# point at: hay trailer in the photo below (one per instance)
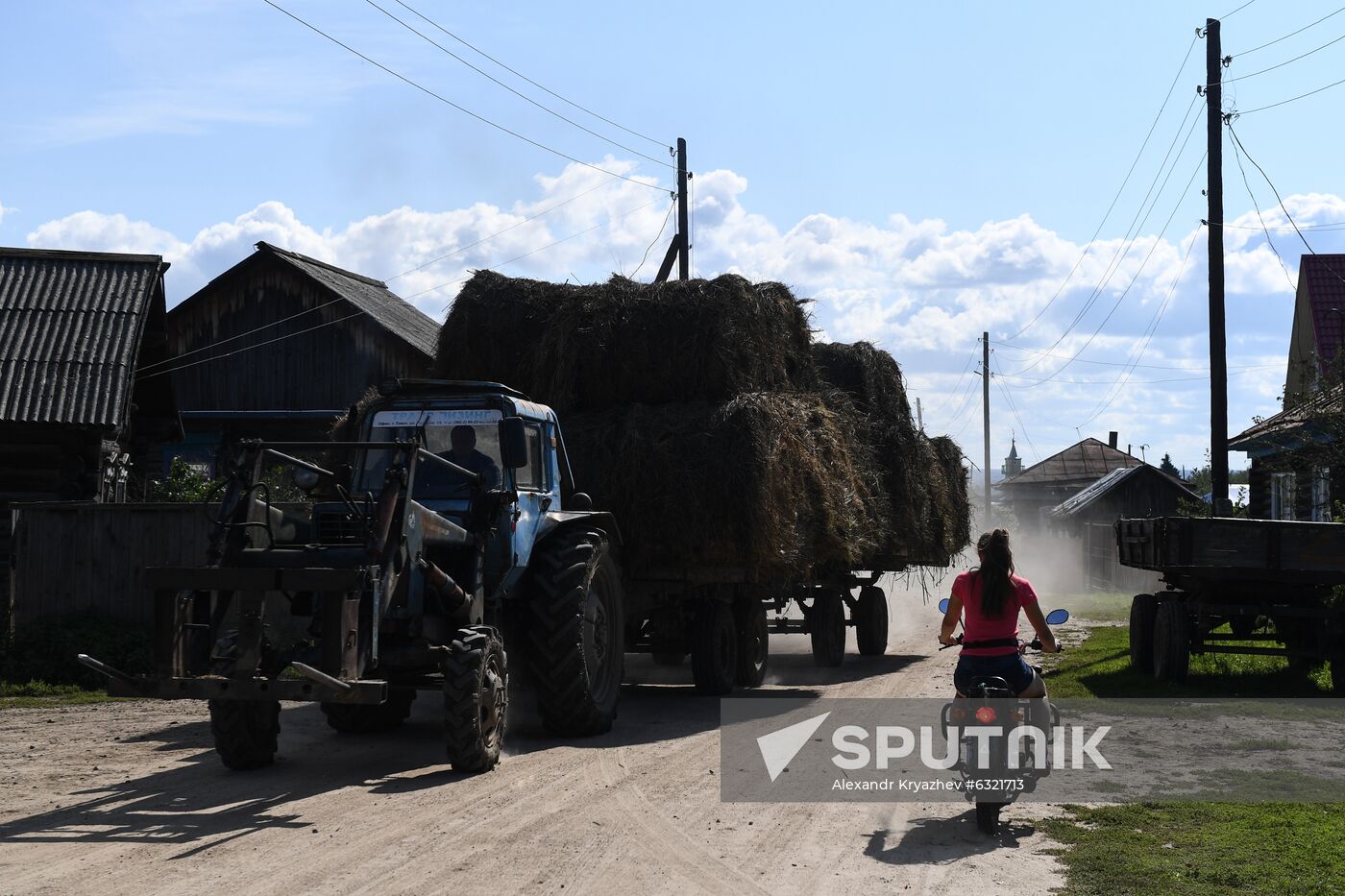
(1254, 587)
(444, 526)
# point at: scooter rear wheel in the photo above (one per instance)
(988, 818)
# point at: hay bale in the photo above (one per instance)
(625, 342)
(763, 482)
(920, 479)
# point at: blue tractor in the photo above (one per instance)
(450, 520)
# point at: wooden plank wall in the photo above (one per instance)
(74, 557)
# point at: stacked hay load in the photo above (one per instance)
(696, 412)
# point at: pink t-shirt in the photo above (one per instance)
(977, 626)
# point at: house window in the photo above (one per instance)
(1321, 494)
(1282, 487)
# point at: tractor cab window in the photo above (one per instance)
(530, 478)
(466, 437)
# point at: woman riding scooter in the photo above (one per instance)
(990, 597)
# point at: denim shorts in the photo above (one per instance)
(1012, 667)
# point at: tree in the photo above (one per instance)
(1169, 467)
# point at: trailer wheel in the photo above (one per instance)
(363, 718)
(1143, 613)
(715, 648)
(753, 642)
(1172, 642)
(870, 621)
(826, 626)
(475, 698)
(575, 633)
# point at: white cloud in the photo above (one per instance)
(915, 287)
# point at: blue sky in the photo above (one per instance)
(923, 171)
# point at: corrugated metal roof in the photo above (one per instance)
(1088, 459)
(70, 326)
(372, 296)
(1324, 278)
(1100, 489)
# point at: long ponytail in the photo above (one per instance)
(995, 570)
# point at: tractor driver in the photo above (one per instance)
(463, 452)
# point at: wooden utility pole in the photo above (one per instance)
(1217, 348)
(985, 402)
(681, 245)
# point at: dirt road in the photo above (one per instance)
(128, 798)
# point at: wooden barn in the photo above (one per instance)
(77, 419)
(1039, 487)
(280, 345)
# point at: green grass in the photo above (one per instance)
(37, 693)
(1100, 667)
(1203, 848)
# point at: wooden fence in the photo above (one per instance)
(73, 557)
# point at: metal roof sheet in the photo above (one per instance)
(1088, 459)
(372, 296)
(70, 326)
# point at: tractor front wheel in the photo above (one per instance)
(475, 698)
(577, 633)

*-*-*

§ DIRECTIONS
Return the listing unchanged except for the pictures, which should be dropped.

§ ANSWER SPACE
# point at: hay trailer in the photo below (one per instance)
(1254, 587)
(444, 526)
# point at: scooter rear wheel in the photo above (one per instance)
(988, 818)
# point at: hay bale in the photo above (one per instance)
(625, 342)
(763, 482)
(920, 479)
# point at: blue tractor in the photo above (one per instance)
(450, 520)
# point at: wooden plank wall in the photo above (one per instance)
(74, 557)
# point at: stacked hay load in the photo above (one per instance)
(696, 412)
# point at: pink t-shirt in the photo above (one per instance)
(977, 626)
# point at: house window in the photo above (one per instance)
(1321, 494)
(1282, 487)
# point at: tractor cab window in the photo above (one per instance)
(530, 478)
(466, 437)
# point at: woman riding scooter in the photo above (one per instance)
(990, 597)
# point at: denim shorts in the photo above (one per instance)
(1012, 667)
# point at: tree in the photo above (one per instance)
(1169, 467)
# point at: trailer wheel in the photo above (one per instance)
(363, 718)
(1143, 613)
(715, 648)
(753, 642)
(1172, 642)
(870, 621)
(826, 626)
(475, 698)
(575, 633)
# point at: white cloud in the photo above (one per instance)
(915, 287)
# point at: blue sky in the photo above (one per instance)
(923, 171)
# point at: corrugated metal roof in the photo above (one per instance)
(1088, 459)
(70, 326)
(372, 296)
(1324, 278)
(1100, 489)
# point at: long ponytail in the photo above (one per instance)
(995, 570)
# point at: tractor driver in the photo above (one per instance)
(463, 452)
# point at: wooden utility pole in the photo above (one per instance)
(1217, 348)
(985, 402)
(681, 245)
# point at: dirt road in the photo above (one per instance)
(128, 798)
# point at: wooden barn in the photo above (one per instance)
(77, 419)
(1039, 487)
(280, 345)
# point at: green grass in the photo above (one per instance)
(37, 693)
(1100, 667)
(1203, 848)
# point at: wooden fence in the photo above (one per instance)
(73, 557)
# point at: metal roof sheet in the photo above (one per instance)
(1088, 459)
(372, 296)
(70, 326)
# point at: tractor front wheel in the photo above (one per instance)
(475, 698)
(577, 633)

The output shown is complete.